What you are asked to do:
How many lines in the entries below contain the string "point"? Reply with the count alone.

═══ Material supplied ═══

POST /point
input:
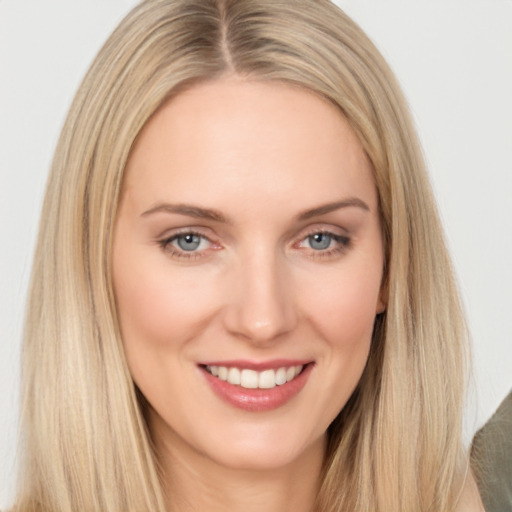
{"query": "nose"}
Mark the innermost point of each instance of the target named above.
(261, 306)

═══

The solution:
2